◆ What is expected: Return the part of the C++ template instantiation post from "Note: Several related" up to and including "don't know why.", copied word for word.

◆ Article:
.....

Note: Several related questions (e.g., this one) ended up being marked as duplicates of this question. I am aware of this particular question and follow the solution in the corresponding answers. However, different compilers yield different behavior and I don't know why.
My library features a class template and I would like to offer instances for certain template arguments in a library, as the template requires some significant compilation time. The class template could look like this (stack.hpp
)
#ifndef MY_STACK
#define MY_STACK
template<class T>
class stack
{
public:
stack();
};
#endif
and its implementation resides in a corresponding stack.tpp
file
#ifndef MY_STACK_TPP
#define MY_STACK_TPP
#include <iostream>
template<class T>
stack<T>::stack()
{
std::cout << "My stack constructor!" << std::endl;
}
#endif
As I would like to offer support for only certain template arguments, my stack.cpp
creates the following explicit template instances:
#include "stack.hpp"
template class stack<double>;
template class stack<char>;
#include "stack.tpp"
This compiles with g++ and clang++ but there are differences in the symbols of resulting shared library:
g++ -std=c++11 -c stack.cpp -o stack.so
nm -C stack.so | grep stack
0000000000000049 t _GLOBAL__sub_I_stack.cpp
0000000000000000 W stack<char>::stack()
0000000000000000 W stack<char>::stack()
0000000000000000 n stack<char>::stack()
0000000000000000 W stack<double>::stack()
0000000000000000 W stack<double>::stack()
0000000000000000 n stack<double>::stack()
vs.

.....

◆ Supplied data:
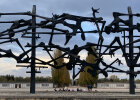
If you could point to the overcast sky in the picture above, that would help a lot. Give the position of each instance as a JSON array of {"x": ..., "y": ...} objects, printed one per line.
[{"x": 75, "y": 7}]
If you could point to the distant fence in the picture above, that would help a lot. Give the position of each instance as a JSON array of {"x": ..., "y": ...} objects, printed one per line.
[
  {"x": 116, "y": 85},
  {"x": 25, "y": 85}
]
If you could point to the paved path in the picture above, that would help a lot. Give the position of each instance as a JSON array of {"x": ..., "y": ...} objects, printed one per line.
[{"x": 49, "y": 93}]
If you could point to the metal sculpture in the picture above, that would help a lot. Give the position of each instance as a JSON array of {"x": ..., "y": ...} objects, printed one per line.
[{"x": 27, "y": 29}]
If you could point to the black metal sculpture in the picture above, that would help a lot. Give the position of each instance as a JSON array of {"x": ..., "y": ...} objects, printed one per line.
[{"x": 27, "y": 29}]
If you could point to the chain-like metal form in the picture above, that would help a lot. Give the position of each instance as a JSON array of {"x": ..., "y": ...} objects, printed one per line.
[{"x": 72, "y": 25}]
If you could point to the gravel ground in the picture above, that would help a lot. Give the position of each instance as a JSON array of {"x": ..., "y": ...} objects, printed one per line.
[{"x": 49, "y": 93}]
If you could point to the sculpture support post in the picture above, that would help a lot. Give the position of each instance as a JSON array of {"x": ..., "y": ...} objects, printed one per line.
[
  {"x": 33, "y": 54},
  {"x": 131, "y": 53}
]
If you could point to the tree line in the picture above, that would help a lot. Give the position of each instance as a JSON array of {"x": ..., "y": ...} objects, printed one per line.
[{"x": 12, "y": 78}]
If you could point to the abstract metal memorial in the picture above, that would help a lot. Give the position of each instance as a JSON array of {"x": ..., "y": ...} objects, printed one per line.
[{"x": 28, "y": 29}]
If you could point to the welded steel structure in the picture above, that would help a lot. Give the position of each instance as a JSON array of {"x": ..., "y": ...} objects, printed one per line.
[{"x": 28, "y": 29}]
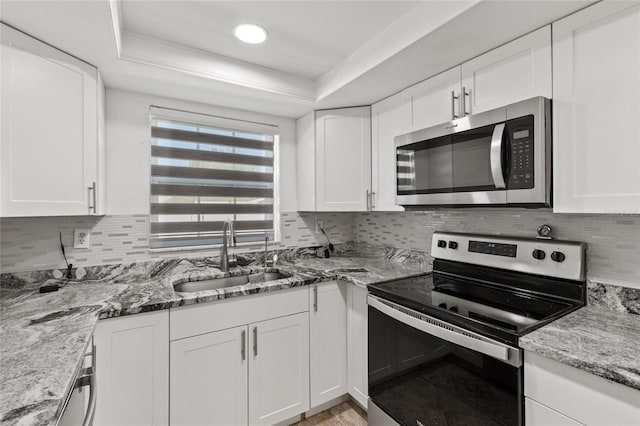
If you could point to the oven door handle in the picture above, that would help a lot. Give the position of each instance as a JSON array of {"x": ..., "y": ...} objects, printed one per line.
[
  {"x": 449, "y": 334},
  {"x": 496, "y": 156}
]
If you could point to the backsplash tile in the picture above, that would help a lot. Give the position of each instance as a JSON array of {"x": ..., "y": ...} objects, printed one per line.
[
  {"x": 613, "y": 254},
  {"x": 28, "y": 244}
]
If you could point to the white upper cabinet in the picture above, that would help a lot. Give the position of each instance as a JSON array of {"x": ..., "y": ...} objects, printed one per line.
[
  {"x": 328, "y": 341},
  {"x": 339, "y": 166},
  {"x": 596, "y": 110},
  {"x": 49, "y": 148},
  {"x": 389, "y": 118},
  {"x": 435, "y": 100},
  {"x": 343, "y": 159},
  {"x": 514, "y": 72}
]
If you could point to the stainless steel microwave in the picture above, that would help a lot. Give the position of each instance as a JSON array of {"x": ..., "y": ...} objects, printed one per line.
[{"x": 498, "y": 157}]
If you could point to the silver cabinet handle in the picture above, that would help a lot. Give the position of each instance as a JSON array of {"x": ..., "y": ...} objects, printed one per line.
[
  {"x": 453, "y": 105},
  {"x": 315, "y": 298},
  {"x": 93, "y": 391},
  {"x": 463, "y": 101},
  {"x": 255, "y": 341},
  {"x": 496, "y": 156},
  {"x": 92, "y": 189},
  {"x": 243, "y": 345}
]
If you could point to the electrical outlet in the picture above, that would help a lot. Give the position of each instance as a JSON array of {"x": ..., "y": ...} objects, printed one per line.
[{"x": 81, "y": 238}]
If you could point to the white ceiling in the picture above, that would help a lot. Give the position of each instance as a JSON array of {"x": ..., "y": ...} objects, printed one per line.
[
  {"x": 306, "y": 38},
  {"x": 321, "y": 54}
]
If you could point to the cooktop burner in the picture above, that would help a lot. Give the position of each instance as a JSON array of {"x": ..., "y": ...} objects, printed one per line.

.....

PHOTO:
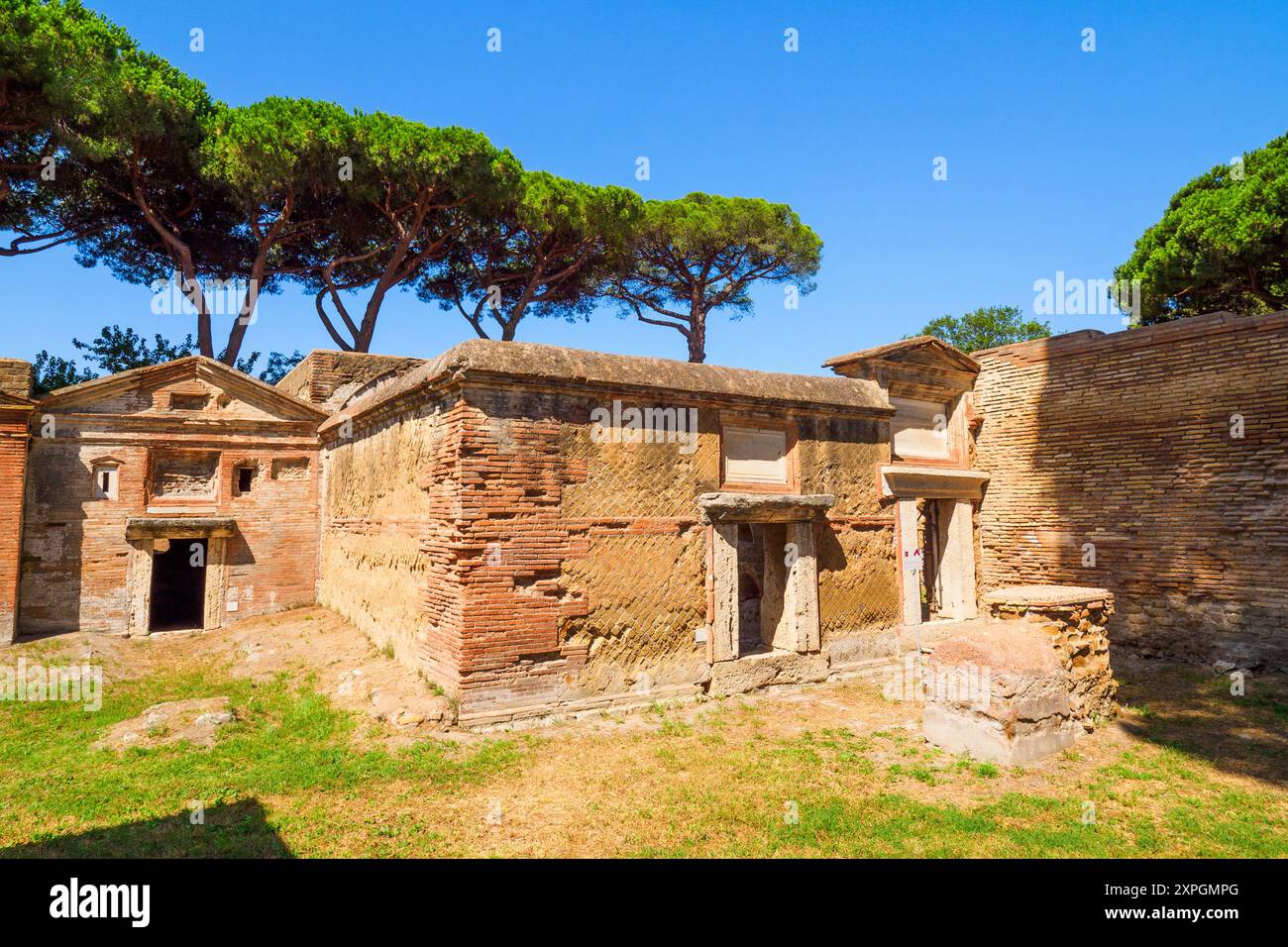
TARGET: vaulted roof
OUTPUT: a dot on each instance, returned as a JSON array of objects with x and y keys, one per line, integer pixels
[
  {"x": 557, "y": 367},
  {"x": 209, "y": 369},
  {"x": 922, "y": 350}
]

.....

◆ Task result:
Note: Several related questions (e.g., this one) ended up being marked as duplicates of this question. I am aware of this particular question and follow the solution in the corresponding answers. However, different compilers yield different behavior and I don't know why.